PROBLEM DETAILS: Pull out every line of the records containing the word "black".

Image location labeling entries:
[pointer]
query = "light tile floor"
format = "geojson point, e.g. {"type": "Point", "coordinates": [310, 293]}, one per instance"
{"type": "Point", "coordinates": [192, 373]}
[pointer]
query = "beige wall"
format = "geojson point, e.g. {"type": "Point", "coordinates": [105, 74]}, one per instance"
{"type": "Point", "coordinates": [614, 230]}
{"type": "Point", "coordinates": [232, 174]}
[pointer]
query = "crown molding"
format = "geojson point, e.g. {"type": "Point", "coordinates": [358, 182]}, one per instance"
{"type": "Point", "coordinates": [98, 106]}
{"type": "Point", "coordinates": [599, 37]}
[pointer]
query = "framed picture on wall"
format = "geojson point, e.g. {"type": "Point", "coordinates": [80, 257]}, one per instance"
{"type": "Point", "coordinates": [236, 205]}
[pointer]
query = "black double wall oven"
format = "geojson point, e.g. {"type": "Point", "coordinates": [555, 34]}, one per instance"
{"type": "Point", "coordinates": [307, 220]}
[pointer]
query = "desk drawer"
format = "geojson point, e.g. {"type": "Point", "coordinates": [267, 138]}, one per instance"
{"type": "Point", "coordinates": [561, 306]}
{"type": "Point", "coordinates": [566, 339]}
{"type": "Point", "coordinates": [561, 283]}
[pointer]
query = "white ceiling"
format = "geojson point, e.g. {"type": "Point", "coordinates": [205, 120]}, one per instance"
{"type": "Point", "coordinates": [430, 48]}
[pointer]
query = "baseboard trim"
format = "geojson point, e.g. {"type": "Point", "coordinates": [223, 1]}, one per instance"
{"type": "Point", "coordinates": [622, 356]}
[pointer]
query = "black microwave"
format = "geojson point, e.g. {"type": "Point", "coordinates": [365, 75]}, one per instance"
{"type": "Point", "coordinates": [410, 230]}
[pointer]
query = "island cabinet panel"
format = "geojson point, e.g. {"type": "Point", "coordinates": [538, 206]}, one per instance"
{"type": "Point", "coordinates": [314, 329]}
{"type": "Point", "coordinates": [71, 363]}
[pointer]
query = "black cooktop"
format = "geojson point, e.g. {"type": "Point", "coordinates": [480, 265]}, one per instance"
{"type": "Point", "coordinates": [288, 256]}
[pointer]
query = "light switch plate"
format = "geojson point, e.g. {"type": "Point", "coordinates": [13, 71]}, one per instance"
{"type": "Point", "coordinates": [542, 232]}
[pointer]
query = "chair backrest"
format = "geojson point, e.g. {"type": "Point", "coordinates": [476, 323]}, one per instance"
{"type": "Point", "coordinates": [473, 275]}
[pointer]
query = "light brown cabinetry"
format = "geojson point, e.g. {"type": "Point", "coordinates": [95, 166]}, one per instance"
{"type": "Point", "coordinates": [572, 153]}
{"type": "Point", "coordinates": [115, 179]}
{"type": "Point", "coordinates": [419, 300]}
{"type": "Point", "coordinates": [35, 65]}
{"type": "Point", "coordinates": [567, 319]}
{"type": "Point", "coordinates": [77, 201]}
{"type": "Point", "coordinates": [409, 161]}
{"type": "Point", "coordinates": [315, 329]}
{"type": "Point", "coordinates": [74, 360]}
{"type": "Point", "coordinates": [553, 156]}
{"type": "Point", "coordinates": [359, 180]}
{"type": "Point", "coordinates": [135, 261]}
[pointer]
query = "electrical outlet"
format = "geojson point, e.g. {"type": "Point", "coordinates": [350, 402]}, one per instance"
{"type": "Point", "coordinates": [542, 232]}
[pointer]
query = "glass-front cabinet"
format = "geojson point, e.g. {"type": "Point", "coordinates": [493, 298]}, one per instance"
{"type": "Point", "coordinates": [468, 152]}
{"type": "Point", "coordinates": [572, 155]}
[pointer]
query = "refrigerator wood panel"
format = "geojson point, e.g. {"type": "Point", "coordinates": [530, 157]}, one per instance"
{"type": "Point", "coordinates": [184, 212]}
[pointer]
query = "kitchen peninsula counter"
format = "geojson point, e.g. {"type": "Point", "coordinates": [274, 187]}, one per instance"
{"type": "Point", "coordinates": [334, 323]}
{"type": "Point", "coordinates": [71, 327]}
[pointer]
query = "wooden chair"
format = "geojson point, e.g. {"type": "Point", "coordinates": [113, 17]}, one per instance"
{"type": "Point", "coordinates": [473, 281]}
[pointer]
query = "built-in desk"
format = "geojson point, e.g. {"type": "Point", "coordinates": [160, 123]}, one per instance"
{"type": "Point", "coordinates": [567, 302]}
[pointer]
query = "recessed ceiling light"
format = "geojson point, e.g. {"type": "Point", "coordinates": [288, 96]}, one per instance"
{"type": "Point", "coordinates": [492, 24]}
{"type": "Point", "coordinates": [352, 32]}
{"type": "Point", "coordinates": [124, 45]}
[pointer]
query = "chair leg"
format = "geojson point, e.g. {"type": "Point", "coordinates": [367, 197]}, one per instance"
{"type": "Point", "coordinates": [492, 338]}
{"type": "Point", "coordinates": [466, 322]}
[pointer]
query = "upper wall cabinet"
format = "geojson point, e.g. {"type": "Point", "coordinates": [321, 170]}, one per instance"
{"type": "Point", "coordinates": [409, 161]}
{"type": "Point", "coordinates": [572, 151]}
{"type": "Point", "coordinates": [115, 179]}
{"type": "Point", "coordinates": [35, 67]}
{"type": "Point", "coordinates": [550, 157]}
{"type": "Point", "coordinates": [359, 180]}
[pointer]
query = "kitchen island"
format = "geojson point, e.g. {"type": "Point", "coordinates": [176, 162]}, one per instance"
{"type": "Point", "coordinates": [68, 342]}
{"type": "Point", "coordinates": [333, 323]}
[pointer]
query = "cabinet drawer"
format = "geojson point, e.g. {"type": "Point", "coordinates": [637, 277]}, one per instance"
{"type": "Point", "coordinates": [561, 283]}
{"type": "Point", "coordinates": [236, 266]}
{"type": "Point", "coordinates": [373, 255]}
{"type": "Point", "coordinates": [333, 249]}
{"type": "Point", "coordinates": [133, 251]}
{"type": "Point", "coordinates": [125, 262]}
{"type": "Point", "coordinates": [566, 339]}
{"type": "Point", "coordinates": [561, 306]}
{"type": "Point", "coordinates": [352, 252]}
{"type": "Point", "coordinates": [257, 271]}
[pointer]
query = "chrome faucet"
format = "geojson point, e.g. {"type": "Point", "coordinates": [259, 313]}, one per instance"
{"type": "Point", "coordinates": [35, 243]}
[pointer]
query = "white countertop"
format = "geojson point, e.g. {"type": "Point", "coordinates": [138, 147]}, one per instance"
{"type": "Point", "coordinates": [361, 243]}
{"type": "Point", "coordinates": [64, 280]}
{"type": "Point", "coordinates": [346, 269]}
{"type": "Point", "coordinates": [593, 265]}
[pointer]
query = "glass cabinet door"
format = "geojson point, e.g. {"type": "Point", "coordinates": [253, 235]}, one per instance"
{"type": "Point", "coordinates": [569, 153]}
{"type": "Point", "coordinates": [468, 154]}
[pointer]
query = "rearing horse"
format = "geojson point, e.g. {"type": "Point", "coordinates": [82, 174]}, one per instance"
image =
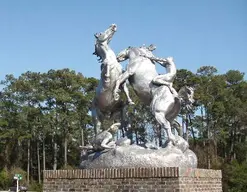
{"type": "Point", "coordinates": [141, 73]}
{"type": "Point", "coordinates": [104, 102]}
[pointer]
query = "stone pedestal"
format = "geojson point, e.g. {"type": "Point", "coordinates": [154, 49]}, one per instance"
{"type": "Point", "coordinates": [165, 179]}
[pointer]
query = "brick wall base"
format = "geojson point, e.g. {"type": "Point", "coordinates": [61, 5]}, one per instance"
{"type": "Point", "coordinates": [167, 179]}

PROBLEM SOLUTION:
query = "black double wall oven"
query = "black microwave"
query = "black cooktop"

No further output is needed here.